УСЛОВИЯ УПРАЖНЕНИЯ.
a) Согласно отрывку, чем встретил Пастернака Балашов?
b) Воспроизведите без изменений строки листинга, начиная с первой строки листинга и заканчивая строкой, в которой стоит «846 629 1288 857».

ОТРЫВОК.
%%

Здесь прошелся загадки таинственный ноготь.
— Поздно, высплюсь, чем свет перечту и пойму.
А пока не разбудят, любимую трогать
Так, как мне, не дано никому.
Как я трогал тебя! Даже губ моих медью
Трогал так, как трагедией трогают зал.
Поцелуй был как лето. Он медлил и медлил,
Лишь потом разражалась гроза.
Пил, как птицы. Тянул до потери сознанья.
Звезды долго горлом текут в пищевод,
Соловьи же заводят глаза с содроганьем,
Осушая по капле ночной небосвод.

Как-то раз девушка увидела объявление с призывом принять участие в создании на местах органов земского и городского самоуправления. Группа собиралась в Саратовскую губернию—в Балашов и окрестные селения. Елена принимает решение летом 1917 года отправиться в Романовку. Ее брат останавливается в Балашове. Девушка регулярно навещает его в уездном городе. Вначале июля 1917-го Борис Пастернак приезжает в Романовку, желая развеять возникшее между молодыми людьми недопонимание. А в начале сентября состоялось еще одно свидание поэта с любимой, теперь уже в Балашове. Город, который привлек Чернышевского своей провинциальной тишиной и обилием садов, Пастернака встретил золотым листопадом.

%%

ИСХОДНЫЕ ДАННЫЕ.
%%

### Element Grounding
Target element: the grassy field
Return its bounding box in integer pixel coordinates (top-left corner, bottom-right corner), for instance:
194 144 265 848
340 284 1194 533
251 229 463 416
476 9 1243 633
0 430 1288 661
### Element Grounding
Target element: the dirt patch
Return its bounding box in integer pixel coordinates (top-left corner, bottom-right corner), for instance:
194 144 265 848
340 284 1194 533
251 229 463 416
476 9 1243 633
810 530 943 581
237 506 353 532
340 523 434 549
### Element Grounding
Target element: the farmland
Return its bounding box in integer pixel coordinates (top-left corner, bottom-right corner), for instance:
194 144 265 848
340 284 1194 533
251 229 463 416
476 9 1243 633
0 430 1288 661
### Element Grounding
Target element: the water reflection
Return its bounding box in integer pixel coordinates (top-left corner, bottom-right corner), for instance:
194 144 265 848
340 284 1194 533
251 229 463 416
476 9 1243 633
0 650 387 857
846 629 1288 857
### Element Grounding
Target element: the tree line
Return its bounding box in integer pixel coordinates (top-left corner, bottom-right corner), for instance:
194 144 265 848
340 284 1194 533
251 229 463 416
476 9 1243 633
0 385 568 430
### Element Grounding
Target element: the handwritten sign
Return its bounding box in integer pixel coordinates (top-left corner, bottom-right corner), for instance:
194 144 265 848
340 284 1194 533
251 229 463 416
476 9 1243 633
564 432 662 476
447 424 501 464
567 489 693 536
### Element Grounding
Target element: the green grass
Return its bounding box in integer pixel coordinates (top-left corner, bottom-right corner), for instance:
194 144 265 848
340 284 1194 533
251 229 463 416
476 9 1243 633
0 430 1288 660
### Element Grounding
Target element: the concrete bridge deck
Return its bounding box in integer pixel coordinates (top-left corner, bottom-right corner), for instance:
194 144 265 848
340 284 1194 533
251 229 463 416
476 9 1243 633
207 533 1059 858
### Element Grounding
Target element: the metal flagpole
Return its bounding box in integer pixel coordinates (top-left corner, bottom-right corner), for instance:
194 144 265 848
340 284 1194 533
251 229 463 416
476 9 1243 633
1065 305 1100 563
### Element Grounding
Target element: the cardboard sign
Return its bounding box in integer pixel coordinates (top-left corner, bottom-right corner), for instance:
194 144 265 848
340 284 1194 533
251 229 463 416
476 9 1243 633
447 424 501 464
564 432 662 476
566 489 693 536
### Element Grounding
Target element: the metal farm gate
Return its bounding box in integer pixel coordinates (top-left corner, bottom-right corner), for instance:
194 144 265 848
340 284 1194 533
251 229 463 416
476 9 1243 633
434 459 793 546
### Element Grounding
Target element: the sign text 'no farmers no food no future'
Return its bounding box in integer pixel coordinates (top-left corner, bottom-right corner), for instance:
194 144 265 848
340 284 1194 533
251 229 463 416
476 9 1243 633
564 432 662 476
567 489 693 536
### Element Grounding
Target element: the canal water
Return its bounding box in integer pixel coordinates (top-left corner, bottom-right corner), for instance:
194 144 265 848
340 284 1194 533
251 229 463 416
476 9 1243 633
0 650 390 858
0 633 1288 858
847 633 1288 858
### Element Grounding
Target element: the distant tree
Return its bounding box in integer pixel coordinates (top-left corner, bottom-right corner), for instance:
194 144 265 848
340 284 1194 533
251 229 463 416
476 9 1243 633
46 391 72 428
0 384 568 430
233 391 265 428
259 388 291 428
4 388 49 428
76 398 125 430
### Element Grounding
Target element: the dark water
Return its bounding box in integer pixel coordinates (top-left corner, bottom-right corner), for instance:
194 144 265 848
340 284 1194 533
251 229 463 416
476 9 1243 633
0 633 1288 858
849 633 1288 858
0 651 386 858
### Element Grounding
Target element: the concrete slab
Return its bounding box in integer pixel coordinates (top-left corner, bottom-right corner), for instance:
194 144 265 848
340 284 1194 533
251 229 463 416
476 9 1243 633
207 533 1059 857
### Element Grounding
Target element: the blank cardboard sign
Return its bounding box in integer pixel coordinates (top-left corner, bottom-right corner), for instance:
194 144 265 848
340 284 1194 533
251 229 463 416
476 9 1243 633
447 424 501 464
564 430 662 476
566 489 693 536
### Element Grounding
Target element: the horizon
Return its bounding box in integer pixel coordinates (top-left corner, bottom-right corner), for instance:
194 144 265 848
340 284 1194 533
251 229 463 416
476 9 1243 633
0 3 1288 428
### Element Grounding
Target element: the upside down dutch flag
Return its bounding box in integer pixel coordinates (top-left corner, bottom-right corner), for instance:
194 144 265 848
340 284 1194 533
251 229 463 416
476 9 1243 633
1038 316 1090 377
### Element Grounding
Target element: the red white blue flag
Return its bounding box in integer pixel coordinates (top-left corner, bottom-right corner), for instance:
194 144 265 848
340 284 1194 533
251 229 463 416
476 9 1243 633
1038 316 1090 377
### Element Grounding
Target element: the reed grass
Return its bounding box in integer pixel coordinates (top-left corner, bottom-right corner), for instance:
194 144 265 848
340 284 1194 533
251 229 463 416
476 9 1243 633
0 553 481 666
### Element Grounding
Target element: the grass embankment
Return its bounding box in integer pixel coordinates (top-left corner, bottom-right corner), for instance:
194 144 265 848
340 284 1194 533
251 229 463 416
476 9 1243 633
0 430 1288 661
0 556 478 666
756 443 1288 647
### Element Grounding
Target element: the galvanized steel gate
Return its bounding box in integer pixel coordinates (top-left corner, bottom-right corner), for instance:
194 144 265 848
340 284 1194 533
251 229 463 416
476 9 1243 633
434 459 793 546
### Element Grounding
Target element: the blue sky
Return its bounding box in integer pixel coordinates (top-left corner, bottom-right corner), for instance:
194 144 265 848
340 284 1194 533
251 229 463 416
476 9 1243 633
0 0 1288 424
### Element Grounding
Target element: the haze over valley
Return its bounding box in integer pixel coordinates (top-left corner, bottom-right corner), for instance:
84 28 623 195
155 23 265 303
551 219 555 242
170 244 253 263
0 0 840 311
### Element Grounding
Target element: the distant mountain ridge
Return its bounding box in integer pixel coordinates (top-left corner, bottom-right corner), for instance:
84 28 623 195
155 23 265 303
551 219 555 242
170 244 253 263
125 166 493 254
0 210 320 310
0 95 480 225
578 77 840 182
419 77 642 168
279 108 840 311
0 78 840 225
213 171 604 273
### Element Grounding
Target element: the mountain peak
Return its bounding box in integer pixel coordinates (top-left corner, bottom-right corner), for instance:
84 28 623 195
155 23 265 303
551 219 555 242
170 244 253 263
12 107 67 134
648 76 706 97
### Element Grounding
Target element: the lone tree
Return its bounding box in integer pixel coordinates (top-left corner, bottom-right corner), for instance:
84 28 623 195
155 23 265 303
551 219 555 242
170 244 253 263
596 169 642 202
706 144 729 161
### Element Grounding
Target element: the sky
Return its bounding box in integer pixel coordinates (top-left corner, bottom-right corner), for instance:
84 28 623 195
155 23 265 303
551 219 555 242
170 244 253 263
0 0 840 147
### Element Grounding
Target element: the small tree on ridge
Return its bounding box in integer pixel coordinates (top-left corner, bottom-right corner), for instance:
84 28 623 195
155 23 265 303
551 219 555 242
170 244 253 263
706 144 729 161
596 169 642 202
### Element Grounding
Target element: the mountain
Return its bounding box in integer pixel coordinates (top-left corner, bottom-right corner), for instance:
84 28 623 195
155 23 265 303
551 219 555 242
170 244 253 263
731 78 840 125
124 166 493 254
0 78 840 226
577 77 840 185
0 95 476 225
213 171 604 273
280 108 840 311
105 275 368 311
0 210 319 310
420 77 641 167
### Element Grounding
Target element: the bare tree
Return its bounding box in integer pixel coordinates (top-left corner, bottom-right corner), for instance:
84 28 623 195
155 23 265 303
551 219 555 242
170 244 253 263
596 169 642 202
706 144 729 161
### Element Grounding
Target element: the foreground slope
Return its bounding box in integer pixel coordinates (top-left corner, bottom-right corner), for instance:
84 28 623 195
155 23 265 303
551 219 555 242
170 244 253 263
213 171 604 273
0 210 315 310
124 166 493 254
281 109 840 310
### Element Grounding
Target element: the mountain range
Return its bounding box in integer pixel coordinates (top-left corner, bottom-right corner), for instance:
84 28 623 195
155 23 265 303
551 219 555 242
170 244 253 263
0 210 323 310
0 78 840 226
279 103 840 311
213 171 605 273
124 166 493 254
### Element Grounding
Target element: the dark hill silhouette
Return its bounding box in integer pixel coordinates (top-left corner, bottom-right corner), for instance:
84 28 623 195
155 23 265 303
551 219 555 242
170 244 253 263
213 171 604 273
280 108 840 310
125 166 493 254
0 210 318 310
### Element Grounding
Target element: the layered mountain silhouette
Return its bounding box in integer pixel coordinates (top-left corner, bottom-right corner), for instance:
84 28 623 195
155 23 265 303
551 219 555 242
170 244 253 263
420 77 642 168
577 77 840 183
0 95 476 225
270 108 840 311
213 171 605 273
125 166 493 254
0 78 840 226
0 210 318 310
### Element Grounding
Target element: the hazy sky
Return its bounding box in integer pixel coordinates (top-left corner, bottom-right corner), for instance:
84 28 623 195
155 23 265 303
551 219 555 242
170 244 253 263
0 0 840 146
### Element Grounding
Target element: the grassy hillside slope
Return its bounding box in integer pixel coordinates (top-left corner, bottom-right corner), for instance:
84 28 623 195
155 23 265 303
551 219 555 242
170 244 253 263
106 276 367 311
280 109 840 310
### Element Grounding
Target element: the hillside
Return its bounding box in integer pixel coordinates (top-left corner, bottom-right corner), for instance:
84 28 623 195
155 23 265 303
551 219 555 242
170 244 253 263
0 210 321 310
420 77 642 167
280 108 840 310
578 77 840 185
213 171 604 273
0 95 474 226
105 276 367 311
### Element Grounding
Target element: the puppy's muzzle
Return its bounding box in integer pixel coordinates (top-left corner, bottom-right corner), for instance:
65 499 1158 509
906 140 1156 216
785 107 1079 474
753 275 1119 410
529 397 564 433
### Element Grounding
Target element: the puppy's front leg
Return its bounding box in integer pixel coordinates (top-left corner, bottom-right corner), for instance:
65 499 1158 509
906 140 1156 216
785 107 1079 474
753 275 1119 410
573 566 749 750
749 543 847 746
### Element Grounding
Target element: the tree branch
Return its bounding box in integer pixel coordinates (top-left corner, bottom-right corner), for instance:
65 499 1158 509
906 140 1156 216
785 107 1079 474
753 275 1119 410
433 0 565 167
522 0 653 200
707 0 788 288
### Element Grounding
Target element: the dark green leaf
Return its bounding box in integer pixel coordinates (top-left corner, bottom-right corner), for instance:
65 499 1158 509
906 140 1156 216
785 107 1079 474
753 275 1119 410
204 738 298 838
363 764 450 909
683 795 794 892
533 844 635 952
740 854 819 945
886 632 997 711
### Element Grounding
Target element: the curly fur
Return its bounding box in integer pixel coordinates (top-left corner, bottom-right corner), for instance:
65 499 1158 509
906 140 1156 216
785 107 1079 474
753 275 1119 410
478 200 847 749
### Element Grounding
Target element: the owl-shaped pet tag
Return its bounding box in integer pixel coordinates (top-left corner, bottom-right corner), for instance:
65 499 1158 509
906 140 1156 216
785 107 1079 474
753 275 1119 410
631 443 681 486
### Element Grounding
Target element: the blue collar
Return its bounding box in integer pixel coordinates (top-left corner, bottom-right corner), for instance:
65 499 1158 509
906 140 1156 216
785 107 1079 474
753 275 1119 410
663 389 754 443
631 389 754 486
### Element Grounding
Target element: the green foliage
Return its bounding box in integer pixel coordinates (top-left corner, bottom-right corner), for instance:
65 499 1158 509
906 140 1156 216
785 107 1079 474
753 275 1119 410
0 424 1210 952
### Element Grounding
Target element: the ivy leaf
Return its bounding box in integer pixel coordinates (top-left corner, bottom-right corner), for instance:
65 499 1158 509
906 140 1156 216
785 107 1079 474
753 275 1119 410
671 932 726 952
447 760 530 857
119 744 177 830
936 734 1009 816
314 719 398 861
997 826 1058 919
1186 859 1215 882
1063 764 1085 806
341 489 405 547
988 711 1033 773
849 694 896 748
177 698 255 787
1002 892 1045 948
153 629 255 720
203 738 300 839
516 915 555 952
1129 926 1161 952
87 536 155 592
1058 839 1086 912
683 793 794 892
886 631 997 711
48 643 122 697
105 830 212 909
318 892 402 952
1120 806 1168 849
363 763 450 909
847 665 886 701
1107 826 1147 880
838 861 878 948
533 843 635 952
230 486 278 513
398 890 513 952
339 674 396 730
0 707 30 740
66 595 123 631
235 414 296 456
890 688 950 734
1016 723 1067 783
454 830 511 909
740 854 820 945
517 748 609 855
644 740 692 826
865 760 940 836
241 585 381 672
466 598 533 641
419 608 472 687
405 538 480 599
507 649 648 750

%%

ОТВЕТЫ ПО ЗАДАНИЯМ.
a) Золотым листопадом.

b)
### Element Grounding
Target element: the grassy field
Return its bounding box in integer pixel coordinates (top-left corner, bottom-right corner), for instance:
194 144 265 848
340 284 1194 533
251 229 463 416
476 9 1243 633
0 430 1288 661
### Element Grounding
Target element: the dirt patch
Return its bounding box in integer pixel coordinates (top-left corner, bottom-right corner), for instance:
194 144 265 848
340 284 1194 533
251 229 463 416
476 9 1243 633
810 530 943 581
237 506 353 532
340 523 434 549
### Element Grounding
Target element: the farmland
Return its bounding box in integer pixel coordinates (top-left corner, bottom-right corner), for instance:
194 144 265 848
340 284 1194 533
251 229 463 416
476 9 1243 633
0 430 1288 661
### Element Grounding
Target element: the water reflection
Return its bounding box in integer pixel coordinates (top-left corner, bottom-right corner), for instance:
194 144 265 848
340 284 1194 533
251 229 463 416
476 9 1243 633
0 650 387 857
846 629 1288 857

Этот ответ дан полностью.